··· INPUT DATA

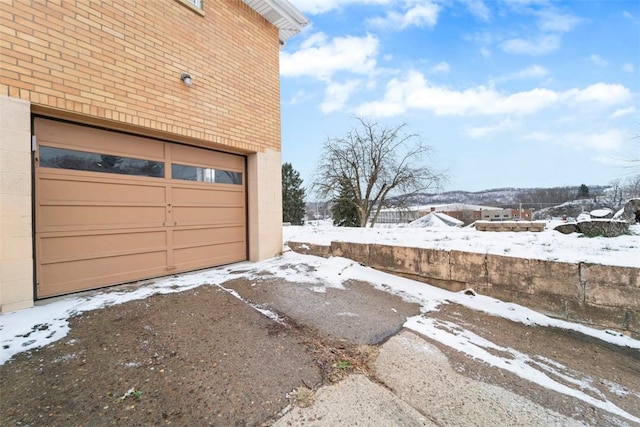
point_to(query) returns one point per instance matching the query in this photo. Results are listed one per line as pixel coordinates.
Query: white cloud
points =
(482, 131)
(600, 93)
(415, 13)
(604, 141)
(538, 136)
(300, 96)
(597, 60)
(623, 112)
(532, 72)
(415, 92)
(320, 57)
(441, 67)
(316, 7)
(337, 94)
(542, 45)
(551, 21)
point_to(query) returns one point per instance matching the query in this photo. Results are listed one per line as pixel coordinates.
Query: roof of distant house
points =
(436, 219)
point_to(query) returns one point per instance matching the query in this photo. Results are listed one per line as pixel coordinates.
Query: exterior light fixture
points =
(186, 78)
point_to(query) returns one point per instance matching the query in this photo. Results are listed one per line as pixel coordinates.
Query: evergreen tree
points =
(583, 192)
(345, 207)
(293, 207)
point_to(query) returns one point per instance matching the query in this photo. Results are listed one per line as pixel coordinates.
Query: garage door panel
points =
(206, 195)
(76, 217)
(57, 189)
(201, 215)
(103, 219)
(67, 135)
(80, 247)
(197, 156)
(204, 256)
(88, 274)
(203, 236)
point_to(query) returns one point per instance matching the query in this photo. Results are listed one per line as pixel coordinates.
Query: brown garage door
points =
(113, 208)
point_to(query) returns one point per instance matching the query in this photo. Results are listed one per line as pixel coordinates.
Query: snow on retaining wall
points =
(599, 295)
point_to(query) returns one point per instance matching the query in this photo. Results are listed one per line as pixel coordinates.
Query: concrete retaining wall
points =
(604, 296)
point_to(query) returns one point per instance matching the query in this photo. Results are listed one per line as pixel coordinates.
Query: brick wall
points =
(120, 61)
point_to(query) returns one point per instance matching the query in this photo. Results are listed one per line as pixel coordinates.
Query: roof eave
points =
(289, 20)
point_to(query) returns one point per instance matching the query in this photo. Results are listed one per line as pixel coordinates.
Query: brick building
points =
(137, 139)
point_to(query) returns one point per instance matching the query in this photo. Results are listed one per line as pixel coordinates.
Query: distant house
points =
(436, 219)
(460, 211)
(141, 138)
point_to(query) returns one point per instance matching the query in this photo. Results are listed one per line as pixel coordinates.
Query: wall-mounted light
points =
(186, 78)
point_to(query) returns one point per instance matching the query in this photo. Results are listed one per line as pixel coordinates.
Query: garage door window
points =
(60, 158)
(195, 173)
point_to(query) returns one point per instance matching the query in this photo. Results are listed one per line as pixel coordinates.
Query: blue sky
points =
(509, 93)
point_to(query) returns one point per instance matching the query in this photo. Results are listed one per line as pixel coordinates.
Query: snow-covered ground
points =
(44, 324)
(546, 245)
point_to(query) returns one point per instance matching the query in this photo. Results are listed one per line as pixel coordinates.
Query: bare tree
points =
(613, 195)
(379, 162)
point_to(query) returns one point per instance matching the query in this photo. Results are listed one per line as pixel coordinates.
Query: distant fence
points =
(600, 295)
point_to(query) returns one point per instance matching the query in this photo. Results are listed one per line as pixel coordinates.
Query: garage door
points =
(113, 208)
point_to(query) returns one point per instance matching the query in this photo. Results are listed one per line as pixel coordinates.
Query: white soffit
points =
(282, 14)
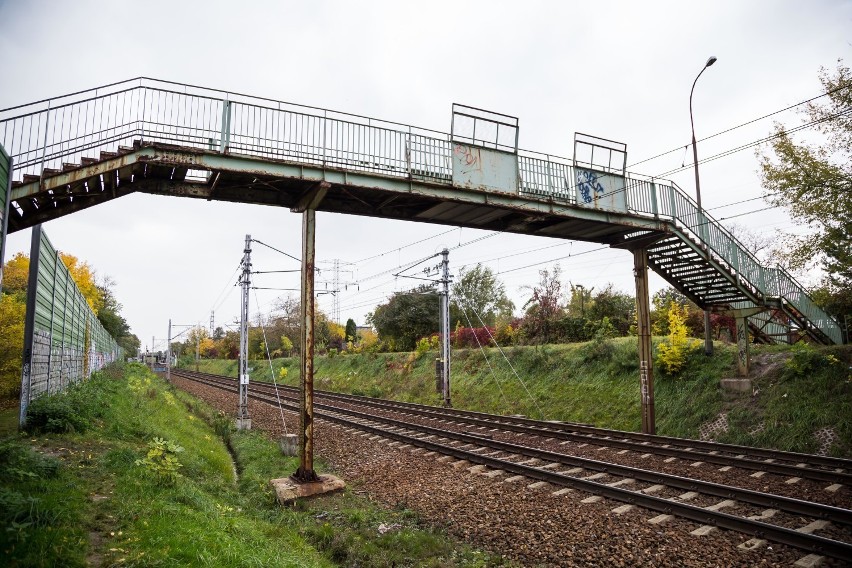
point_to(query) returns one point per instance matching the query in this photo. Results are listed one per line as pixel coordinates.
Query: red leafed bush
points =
(468, 336)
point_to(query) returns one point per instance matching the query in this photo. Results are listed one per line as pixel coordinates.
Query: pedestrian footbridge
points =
(79, 150)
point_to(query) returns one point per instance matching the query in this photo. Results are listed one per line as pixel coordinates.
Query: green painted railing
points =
(43, 135)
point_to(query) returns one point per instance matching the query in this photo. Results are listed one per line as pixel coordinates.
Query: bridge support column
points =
(306, 471)
(741, 316)
(646, 359)
(743, 356)
(307, 206)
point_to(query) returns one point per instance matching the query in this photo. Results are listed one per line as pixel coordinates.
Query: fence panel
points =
(64, 342)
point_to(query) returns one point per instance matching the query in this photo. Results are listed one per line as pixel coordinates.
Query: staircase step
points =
(179, 174)
(94, 184)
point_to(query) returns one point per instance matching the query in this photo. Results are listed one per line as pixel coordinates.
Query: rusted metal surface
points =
(484, 169)
(292, 143)
(643, 320)
(306, 472)
(245, 282)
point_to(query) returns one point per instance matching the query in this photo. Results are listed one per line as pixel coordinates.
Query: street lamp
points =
(708, 337)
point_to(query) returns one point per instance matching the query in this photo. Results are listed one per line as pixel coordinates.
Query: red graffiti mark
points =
(469, 156)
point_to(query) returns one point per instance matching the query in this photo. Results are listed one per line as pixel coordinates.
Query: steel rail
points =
(593, 436)
(718, 519)
(547, 426)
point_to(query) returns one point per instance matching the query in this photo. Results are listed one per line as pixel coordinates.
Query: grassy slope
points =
(74, 499)
(598, 384)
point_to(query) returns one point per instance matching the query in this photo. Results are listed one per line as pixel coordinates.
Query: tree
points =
(618, 307)
(479, 294)
(543, 309)
(84, 276)
(407, 317)
(814, 184)
(580, 303)
(16, 274)
(351, 330)
(11, 344)
(286, 346)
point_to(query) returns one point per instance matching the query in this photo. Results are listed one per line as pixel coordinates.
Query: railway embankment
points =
(124, 469)
(800, 400)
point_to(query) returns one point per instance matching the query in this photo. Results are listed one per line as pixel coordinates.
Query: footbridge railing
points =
(45, 135)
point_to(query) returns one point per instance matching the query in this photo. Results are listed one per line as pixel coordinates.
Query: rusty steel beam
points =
(306, 472)
(646, 360)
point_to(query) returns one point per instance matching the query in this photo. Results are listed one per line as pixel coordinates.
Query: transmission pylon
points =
(445, 326)
(243, 420)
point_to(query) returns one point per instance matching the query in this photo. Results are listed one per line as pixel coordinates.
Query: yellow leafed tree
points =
(11, 343)
(672, 353)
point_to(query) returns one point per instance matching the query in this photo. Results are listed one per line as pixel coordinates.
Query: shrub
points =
(58, 413)
(806, 360)
(426, 344)
(672, 353)
(161, 460)
(505, 335)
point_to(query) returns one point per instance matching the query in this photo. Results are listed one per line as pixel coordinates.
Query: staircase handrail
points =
(132, 122)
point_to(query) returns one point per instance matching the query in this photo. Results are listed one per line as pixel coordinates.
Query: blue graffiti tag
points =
(587, 182)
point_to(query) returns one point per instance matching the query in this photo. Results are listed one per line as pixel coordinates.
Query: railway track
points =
(766, 517)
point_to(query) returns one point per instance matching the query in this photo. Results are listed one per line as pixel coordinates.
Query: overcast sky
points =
(618, 70)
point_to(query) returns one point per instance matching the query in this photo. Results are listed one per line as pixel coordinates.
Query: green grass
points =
(8, 422)
(598, 383)
(73, 492)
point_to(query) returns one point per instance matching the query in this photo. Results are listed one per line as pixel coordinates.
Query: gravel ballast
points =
(533, 526)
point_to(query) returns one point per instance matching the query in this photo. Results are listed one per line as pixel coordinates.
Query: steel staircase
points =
(83, 149)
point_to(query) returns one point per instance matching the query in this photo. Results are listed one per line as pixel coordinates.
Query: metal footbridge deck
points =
(75, 151)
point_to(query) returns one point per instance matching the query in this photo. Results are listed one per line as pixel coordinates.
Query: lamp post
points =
(708, 337)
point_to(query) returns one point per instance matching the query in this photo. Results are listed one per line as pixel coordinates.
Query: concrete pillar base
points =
(287, 489)
(737, 385)
(289, 444)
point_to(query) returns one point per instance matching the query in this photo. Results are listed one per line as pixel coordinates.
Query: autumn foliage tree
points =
(813, 182)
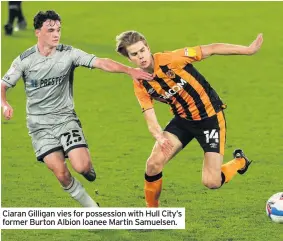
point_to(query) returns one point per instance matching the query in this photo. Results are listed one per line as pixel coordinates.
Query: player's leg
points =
(155, 163)
(154, 167)
(55, 161)
(212, 138)
(81, 162)
(75, 146)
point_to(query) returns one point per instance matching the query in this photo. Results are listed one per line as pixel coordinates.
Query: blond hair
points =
(126, 39)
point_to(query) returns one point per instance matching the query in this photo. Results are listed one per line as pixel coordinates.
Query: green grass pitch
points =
(116, 131)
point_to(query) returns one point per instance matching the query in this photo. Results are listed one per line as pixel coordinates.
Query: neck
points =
(45, 50)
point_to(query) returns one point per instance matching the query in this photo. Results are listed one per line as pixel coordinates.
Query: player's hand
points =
(7, 111)
(166, 146)
(138, 74)
(255, 45)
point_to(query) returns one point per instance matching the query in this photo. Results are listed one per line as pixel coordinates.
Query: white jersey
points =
(48, 80)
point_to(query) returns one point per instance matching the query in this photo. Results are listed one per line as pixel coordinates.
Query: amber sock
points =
(229, 169)
(152, 189)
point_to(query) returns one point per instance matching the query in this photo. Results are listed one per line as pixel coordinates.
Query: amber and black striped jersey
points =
(177, 83)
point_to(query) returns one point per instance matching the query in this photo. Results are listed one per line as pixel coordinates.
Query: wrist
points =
(128, 70)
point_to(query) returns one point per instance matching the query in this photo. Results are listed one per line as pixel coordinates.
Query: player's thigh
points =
(157, 156)
(80, 159)
(211, 133)
(44, 143)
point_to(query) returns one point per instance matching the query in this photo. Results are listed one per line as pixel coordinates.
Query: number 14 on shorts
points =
(211, 135)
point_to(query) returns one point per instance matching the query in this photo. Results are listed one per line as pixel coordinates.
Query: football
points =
(274, 207)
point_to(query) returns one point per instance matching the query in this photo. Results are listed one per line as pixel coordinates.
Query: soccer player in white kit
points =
(47, 69)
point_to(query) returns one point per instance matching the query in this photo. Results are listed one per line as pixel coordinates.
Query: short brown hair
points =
(126, 39)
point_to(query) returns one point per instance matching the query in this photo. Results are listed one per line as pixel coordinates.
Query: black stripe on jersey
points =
(156, 96)
(71, 80)
(182, 102)
(190, 90)
(213, 96)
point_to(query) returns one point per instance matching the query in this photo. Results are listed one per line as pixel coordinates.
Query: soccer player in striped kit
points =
(198, 110)
(47, 69)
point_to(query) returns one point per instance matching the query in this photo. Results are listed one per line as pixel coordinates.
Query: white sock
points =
(77, 191)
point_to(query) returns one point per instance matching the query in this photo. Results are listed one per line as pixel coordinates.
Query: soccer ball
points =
(274, 207)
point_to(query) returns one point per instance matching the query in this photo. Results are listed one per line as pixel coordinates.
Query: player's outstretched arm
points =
(157, 132)
(110, 65)
(7, 109)
(231, 49)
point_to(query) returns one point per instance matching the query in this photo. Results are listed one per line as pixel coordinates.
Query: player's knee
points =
(83, 167)
(64, 177)
(153, 167)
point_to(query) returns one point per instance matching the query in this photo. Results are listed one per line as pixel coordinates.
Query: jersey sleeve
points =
(14, 73)
(81, 58)
(187, 55)
(143, 97)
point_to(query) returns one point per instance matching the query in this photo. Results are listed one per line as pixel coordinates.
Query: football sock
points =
(90, 176)
(77, 191)
(229, 169)
(152, 189)
(20, 14)
(13, 12)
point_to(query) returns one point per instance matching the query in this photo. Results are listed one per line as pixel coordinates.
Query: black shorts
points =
(210, 132)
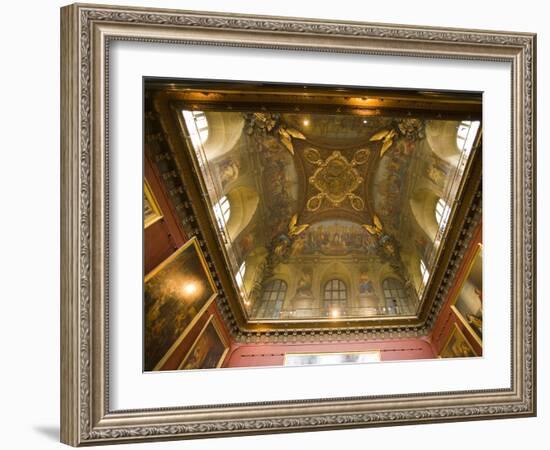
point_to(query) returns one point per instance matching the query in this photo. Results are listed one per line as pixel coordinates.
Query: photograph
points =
(326, 208)
(254, 206)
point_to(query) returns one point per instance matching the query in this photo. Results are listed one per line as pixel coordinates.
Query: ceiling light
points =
(190, 288)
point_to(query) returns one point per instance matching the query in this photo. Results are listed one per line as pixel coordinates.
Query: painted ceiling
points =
(323, 215)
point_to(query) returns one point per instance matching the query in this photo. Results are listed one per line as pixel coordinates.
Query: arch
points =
(335, 297)
(243, 202)
(222, 211)
(272, 299)
(424, 272)
(442, 212)
(442, 138)
(197, 127)
(466, 135)
(396, 297)
(423, 205)
(224, 130)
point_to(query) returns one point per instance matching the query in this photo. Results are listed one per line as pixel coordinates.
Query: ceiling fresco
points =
(329, 215)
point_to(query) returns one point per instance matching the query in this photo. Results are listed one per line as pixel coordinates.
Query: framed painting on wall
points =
(457, 346)
(151, 208)
(328, 211)
(176, 293)
(209, 349)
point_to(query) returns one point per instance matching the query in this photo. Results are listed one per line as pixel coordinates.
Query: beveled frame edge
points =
(85, 416)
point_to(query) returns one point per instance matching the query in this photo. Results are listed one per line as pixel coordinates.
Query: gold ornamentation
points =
(375, 229)
(386, 136)
(294, 229)
(336, 178)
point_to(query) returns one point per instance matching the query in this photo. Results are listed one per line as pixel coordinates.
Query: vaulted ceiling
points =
(325, 208)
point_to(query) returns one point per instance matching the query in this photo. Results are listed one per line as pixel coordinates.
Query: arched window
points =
(424, 272)
(197, 127)
(396, 297)
(466, 134)
(222, 211)
(442, 211)
(239, 277)
(335, 298)
(271, 302)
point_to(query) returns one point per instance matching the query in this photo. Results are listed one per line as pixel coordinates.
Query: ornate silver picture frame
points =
(87, 33)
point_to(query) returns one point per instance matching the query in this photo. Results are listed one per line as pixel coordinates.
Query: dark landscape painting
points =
(174, 295)
(207, 351)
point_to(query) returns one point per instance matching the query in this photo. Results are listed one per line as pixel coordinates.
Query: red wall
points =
(165, 236)
(246, 355)
(447, 318)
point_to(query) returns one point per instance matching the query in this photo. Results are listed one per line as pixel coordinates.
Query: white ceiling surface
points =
(29, 228)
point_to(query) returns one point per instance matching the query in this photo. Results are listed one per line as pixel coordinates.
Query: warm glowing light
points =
(190, 288)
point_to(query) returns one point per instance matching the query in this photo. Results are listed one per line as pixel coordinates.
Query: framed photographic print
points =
(252, 201)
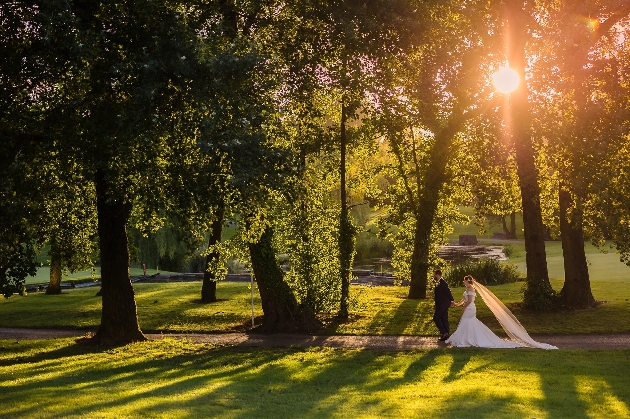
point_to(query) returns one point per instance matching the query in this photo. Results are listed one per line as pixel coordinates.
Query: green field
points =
(43, 274)
(175, 379)
(602, 266)
(174, 307)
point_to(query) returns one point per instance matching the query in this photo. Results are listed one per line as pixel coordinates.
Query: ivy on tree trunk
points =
(576, 292)
(54, 284)
(280, 308)
(538, 291)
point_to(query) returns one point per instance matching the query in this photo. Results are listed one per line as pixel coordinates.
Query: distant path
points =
(617, 341)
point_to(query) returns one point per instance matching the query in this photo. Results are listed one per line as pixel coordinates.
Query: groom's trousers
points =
(441, 320)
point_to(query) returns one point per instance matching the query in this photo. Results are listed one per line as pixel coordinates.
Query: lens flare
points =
(505, 79)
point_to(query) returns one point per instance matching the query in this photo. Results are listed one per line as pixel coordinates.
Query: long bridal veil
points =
(510, 324)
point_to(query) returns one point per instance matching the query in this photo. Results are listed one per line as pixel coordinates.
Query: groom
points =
(443, 301)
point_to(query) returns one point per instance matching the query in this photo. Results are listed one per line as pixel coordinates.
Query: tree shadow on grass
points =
(184, 380)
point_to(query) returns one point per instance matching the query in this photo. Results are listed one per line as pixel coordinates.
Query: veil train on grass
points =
(510, 324)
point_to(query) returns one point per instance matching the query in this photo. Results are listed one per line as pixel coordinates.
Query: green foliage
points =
(485, 271)
(370, 246)
(508, 251)
(307, 231)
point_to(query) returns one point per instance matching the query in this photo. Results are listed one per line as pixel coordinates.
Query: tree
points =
(120, 107)
(436, 90)
(538, 292)
(581, 93)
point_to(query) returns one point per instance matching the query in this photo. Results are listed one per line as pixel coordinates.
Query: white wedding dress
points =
(471, 332)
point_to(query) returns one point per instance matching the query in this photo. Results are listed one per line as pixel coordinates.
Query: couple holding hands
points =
(471, 331)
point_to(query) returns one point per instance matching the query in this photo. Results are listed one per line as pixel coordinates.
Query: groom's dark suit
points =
(443, 299)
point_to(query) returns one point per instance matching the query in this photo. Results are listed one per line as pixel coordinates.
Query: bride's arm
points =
(467, 300)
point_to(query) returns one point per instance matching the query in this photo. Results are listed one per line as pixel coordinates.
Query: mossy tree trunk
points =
(576, 292)
(119, 319)
(538, 292)
(512, 226)
(281, 312)
(54, 284)
(346, 239)
(209, 286)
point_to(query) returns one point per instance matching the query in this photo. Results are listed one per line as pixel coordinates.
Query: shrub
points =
(369, 246)
(485, 271)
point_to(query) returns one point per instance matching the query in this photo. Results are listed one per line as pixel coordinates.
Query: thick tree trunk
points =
(538, 292)
(280, 308)
(54, 285)
(119, 319)
(421, 249)
(576, 292)
(346, 242)
(209, 286)
(505, 229)
(428, 199)
(512, 225)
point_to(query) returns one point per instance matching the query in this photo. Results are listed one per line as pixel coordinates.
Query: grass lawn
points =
(602, 266)
(43, 274)
(57, 378)
(173, 307)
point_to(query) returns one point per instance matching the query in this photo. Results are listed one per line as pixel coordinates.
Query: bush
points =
(485, 271)
(369, 246)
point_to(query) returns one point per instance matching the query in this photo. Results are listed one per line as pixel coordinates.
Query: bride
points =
(471, 332)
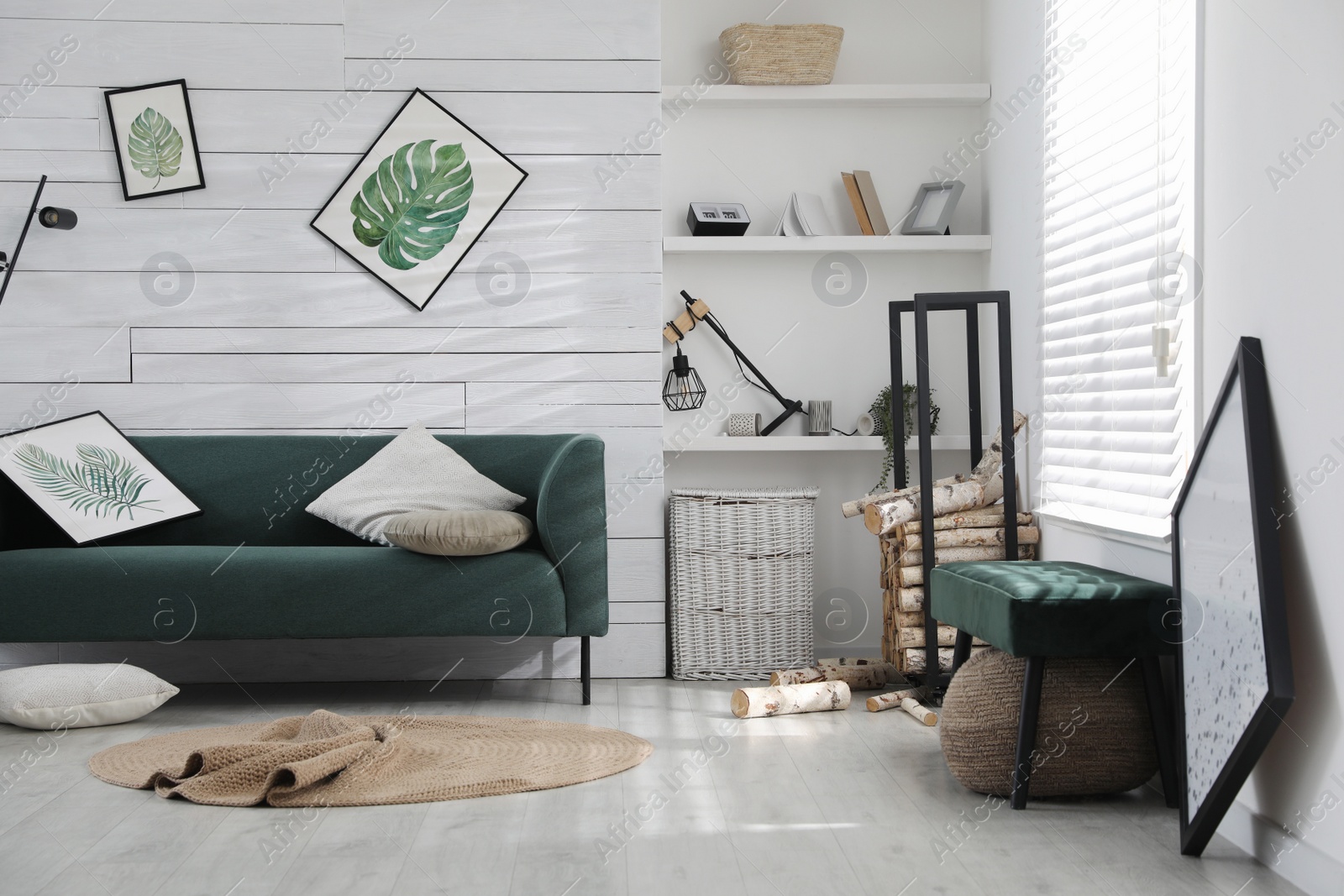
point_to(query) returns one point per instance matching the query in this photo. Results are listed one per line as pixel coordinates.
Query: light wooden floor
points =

······

## TASK GOAL
Pull out each line of the data above that contains the word "roof", treating uppercase and lowercase letters as different.

## SOLUTION TO THE EXERCISE
Query: roof of distant house
Query: roof eave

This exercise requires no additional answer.